ITEMS
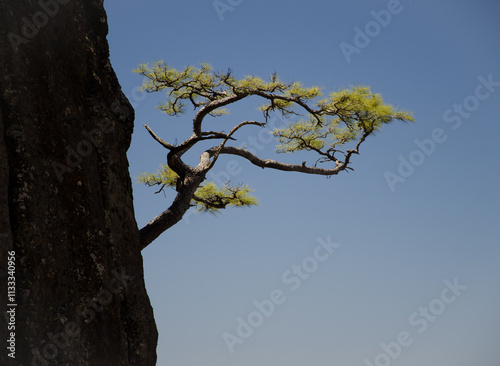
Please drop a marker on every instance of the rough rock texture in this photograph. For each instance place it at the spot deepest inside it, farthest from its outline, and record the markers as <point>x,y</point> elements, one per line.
<point>65,193</point>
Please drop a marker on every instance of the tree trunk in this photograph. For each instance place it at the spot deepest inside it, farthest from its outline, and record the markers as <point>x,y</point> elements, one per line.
<point>66,214</point>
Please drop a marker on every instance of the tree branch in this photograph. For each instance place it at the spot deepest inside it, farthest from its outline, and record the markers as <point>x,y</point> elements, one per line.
<point>166,145</point>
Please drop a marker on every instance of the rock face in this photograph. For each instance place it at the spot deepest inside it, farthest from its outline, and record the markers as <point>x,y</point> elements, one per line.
<point>66,205</point>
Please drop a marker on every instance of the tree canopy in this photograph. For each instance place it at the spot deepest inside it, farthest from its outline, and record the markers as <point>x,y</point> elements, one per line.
<point>332,127</point>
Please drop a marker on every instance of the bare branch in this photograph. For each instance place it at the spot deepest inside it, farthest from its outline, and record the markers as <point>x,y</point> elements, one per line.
<point>273,164</point>
<point>166,145</point>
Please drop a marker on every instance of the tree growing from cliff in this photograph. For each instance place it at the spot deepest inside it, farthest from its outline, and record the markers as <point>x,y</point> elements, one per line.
<point>332,127</point>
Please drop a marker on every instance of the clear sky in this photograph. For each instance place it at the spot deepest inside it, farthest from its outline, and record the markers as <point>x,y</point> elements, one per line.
<point>409,272</point>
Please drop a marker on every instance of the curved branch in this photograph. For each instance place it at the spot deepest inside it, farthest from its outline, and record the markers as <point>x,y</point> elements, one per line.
<point>223,143</point>
<point>212,106</point>
<point>173,214</point>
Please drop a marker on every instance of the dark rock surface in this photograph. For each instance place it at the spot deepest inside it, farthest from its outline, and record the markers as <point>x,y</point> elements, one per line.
<point>65,193</point>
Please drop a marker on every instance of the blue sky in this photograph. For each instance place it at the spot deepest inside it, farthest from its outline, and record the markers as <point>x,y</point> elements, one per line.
<point>415,226</point>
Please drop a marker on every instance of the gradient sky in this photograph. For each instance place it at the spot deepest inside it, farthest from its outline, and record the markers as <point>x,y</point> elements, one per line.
<point>395,247</point>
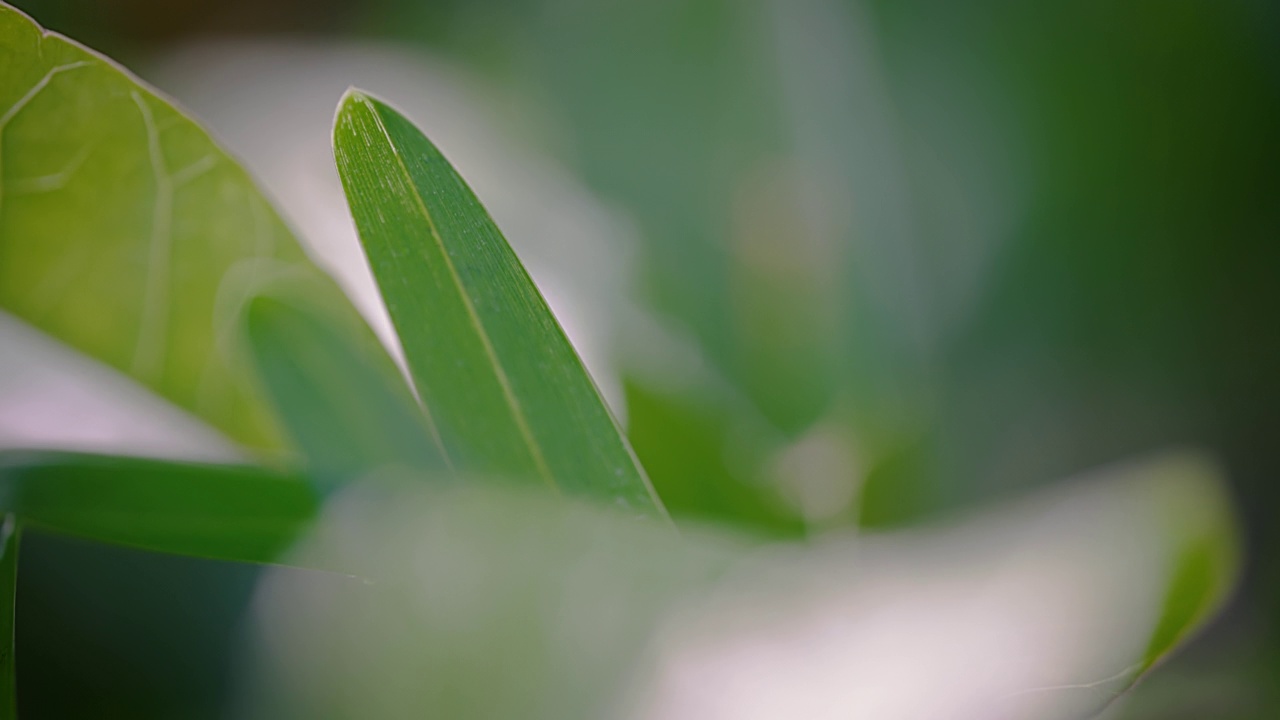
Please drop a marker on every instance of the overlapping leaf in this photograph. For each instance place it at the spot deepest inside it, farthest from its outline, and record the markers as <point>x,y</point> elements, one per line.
<point>126,231</point>
<point>492,365</point>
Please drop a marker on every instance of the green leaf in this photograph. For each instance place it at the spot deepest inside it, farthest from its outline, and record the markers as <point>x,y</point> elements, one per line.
<point>344,404</point>
<point>224,513</point>
<point>126,231</point>
<point>9,537</point>
<point>489,602</point>
<point>490,363</point>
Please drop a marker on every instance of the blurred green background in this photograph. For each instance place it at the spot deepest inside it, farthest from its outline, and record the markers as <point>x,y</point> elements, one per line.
<point>1033,237</point>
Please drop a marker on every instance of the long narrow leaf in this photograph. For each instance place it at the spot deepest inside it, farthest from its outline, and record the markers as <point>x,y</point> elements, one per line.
<point>347,409</point>
<point>503,383</point>
<point>224,513</point>
<point>127,232</point>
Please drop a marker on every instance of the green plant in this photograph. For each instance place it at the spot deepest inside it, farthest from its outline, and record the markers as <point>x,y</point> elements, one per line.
<point>131,236</point>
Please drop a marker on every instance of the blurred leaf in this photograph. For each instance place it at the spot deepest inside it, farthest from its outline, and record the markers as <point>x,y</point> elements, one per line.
<point>126,231</point>
<point>223,513</point>
<point>703,458</point>
<point>490,363</point>
<point>9,537</point>
<point>343,402</point>
<point>481,602</point>
<point>489,604</point>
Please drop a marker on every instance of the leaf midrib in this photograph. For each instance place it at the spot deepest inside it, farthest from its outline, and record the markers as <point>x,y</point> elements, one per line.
<point>499,372</point>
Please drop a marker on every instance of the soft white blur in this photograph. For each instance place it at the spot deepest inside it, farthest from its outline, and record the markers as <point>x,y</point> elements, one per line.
<point>481,604</point>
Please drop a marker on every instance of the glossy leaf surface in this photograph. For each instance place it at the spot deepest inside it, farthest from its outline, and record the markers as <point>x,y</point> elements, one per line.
<point>490,363</point>
<point>344,404</point>
<point>126,231</point>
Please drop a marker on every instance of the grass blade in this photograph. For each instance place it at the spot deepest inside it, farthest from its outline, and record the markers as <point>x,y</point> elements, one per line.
<point>224,513</point>
<point>344,404</point>
<point>490,363</point>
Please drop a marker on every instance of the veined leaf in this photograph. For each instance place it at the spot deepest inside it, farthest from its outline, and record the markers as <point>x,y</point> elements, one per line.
<point>347,409</point>
<point>9,536</point>
<point>126,231</point>
<point>490,363</point>
<point>223,513</point>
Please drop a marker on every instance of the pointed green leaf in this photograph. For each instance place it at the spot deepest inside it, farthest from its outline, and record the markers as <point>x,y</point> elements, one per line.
<point>224,513</point>
<point>346,408</point>
<point>126,231</point>
<point>9,536</point>
<point>489,361</point>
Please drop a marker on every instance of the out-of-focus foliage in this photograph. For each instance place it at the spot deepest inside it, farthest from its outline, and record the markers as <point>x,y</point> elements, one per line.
<point>923,253</point>
<point>1013,614</point>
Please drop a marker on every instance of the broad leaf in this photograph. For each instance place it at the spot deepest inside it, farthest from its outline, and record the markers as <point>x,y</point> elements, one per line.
<point>126,231</point>
<point>490,363</point>
<point>9,536</point>
<point>346,408</point>
<point>223,513</point>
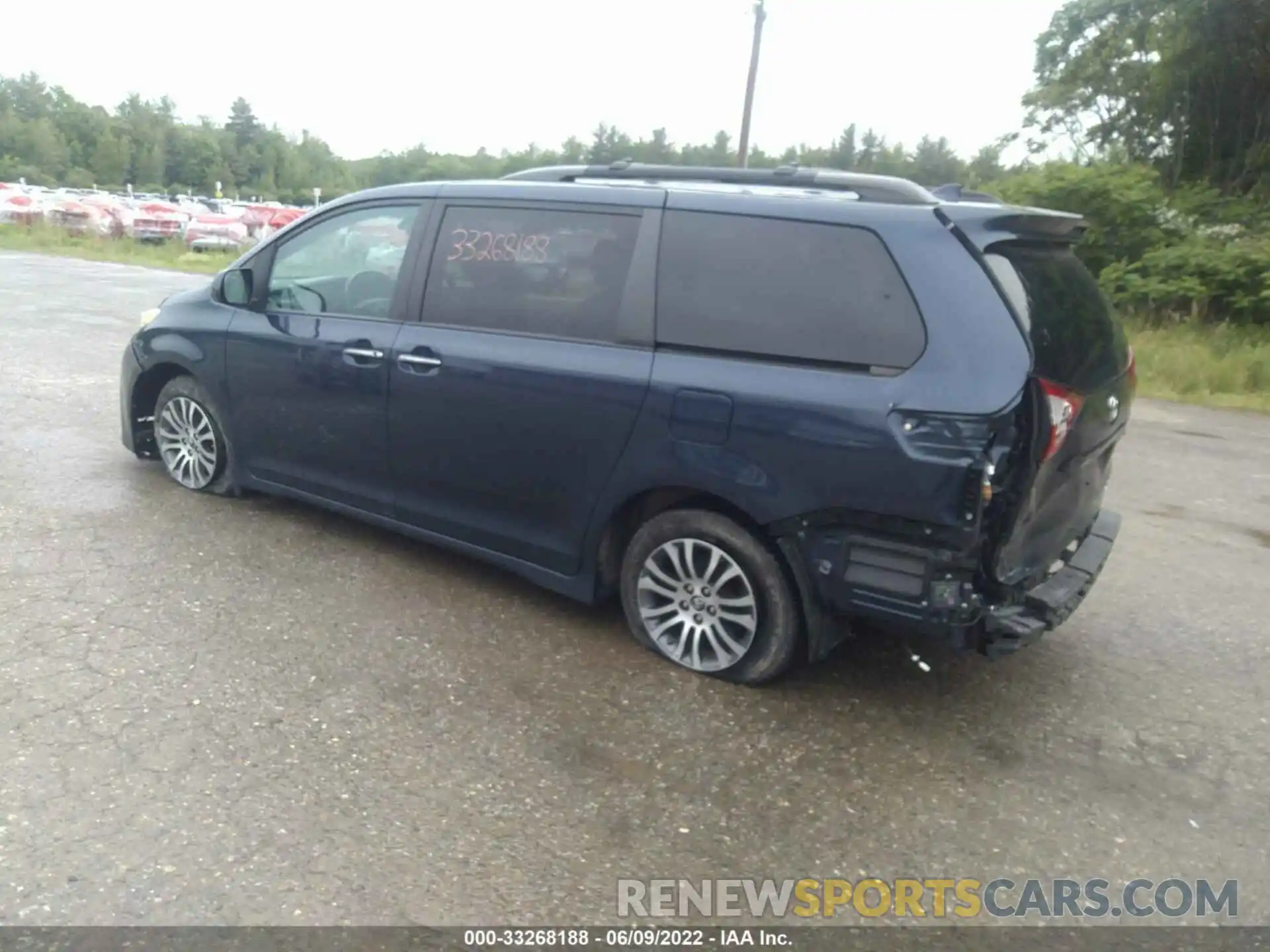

WHAT TO PRODUCE
Please update the records above by replacing "drop a marker" with "place a point" everywhere it occurs, keeping everything else the same. Leave the pictures out of your answer.

FINISHED EXERCISE
Please place a point on every instance of the rough rock texture in this photograph. For each instance place it at the spot deepest inside it, farthest from its outline, and record the markers as <point>x,y</point> elements, one per line.
<point>65,193</point>
Please place a point on every instance of the tree trunk in this photograph. For each instance place it at the spot deepest inside it, farthest from its outline, and record the markers as <point>x,y</point> elements, one per line.
<point>66,214</point>
Please place a point on every instance of the tree branch in this photograph. For each instance place it at the spot deepest inside it, farthest from its outline, and record the markers as <point>x,y</point> elements, one per line.
<point>166,145</point>
Please place a point on every instance of the rock face in this photograph. For each instance place it at the spot deepest inside it, farthest from its outline, and record the markers as <point>x,y</point> elements, one per line.
<point>66,205</point>
Please place a point on every instance of the tree canopy in this photograph. For each instance place it at the spot deepest inside it, farthest from its outline, and record the markers as <point>x,y</point> elements, one per line.
<point>332,127</point>
Please place a point on every instance of the bare branch in this photograph. For each instance place it at the spot deepest inside it, farthest from its outline, and record the markers as <point>x,y</point> elements, one per line.
<point>273,164</point>
<point>166,145</point>
Please place a point on every instance of the tree growing from cliff in this photograph. For each instance place it at the spot deepest inside it, farthest from its outline, and record the markers as <point>x,y</point> elements, one per line.
<point>332,127</point>
Please place a point on every instance of the clear sky in this photograph. For each instance place it at the spot deepest inside it, farthest from its outline, and record the markers as <point>x,y</point> elements, one per line.
<point>409,272</point>
Please place a point on every instance of the curved branch in this photograph. For each instance place it at the spot deepest inside it, farthest from its outline, and record the markers as <point>x,y</point> elements, one per line.
<point>223,143</point>
<point>212,106</point>
<point>173,214</point>
Please place a point on every instance of the dark rock surface in this photograph. For each instance place it at the spot deepest inside it, farthest from its outline, and record the markers as <point>x,y</point> elements, one per line.
<point>65,193</point>
Please place a point on every instance of the blue sky in this photograph. For each instance place it at the spot deepest inside it, farthest from its outline, and record the markers as <point>x,y</point> elements, one per line.
<point>415,226</point>
Please place a point on every instance of the gradient sky in this photograph. For each instance place it at the spot deepest inside it, farthest from its outline, and record the markers as <point>x,y</point> elements, one per line.
<point>395,247</point>
Please place a point on every instance of the overlapping leaf in this photograph. For each instance place it at the spot deepest inside it, farthest from its outline, and record the markers as <point>x,y</point> elements, one per line.
<point>126,231</point>
<point>492,365</point>
Please place a point on every instance of the green leaf in this photograph. For each instance place it at the spot deepest inside it, farthest from its outline, and record the markers as <point>x,y</point> elements, one per line.
<point>344,404</point>
<point>224,513</point>
<point>126,231</point>
<point>9,537</point>
<point>489,602</point>
<point>490,363</point>
Please place a point on every instance of the blurred green background in this photograph. For each instance place it at the spot deepest inside it, farthest from its outline, and record the markers as <point>x,y</point> elements, one per line.
<point>1033,237</point>
Please place a point on every instance of the long narrow leaf in this photograph. For each instance place it at the spot deepest inside it, farthest from its outline, and record the markers as <point>x,y</point> elements, one per line.
<point>347,409</point>
<point>503,383</point>
<point>224,513</point>
<point>127,232</point>
Please place a point on every instance of the green plant in this photograph. For each instance place it at the spot deepest inside it, farthest from its outline, and record the markers as <point>x,y</point> elements, one per line.
<point>131,236</point>
Please place a point on every instance of the blurred leaf in this photograph. For each instance place it at the spot deepest inside it, farthest from its outline, and record the markers as <point>x,y</point> elements, one per line.
<point>126,231</point>
<point>223,513</point>
<point>703,458</point>
<point>490,363</point>
<point>9,537</point>
<point>343,402</point>
<point>481,602</point>
<point>489,604</point>
Please place a point on every instance of the leaf midrib in this photograph. For each instance place it at the spot deepest inside it, farthest from its outline, and record the markers as <point>x,y</point> elements, one per line.
<point>499,372</point>
Please place a point on every instance of the soft white blur in this photograph. For each instance place it at the spot deepest inside it, farthest from its outline, and record the markers as <point>x,y</point> elements, one per line.
<point>481,604</point>
Please place a point on every instance of the glossy leaf surface in this photograph. For each instance place it at the spot deepest inside it, farthest from its outline, and record the markers as <point>x,y</point> elements, one per line.
<point>490,363</point>
<point>344,404</point>
<point>126,231</point>
Please place a point on every instance of the grass blade in this photograph. For each instance place it at the spot deepest inside it, farthest from its outline, and record the markers as <point>x,y</point> elements, one per line.
<point>224,513</point>
<point>344,404</point>
<point>490,363</point>
Please place a point on every instance of the veined leaf in this photograph. For each instance place it at the spot deepest inside it, farthest from its outline, and record the markers as <point>x,y</point> elements, one per line.
<point>347,409</point>
<point>9,536</point>
<point>126,231</point>
<point>490,363</point>
<point>223,513</point>
Please place a point on every instance of the pointed green leaf in this photograph. For each instance place it at the spot deepest inside it, farthest from its outline, and record the markers as <point>x,y</point> elements, one per line.
<point>224,513</point>
<point>346,408</point>
<point>126,231</point>
<point>9,536</point>
<point>489,361</point>
Please place a point on every instance of the out-of-focus foliage in this photograph. For each instance place it at the spot deepest inside it, farthest from its outline, and record the markers as <point>x,y</point> elements, one per line.
<point>923,253</point>
<point>1013,614</point>
Please place a point on every instance of the broad leaf in this photograph. For each instance place it at the spot deepest inside it, farthest from its outline, and record the markers as <point>x,y</point> elements, one per line.
<point>126,231</point>
<point>490,363</point>
<point>9,536</point>
<point>346,408</point>
<point>223,513</point>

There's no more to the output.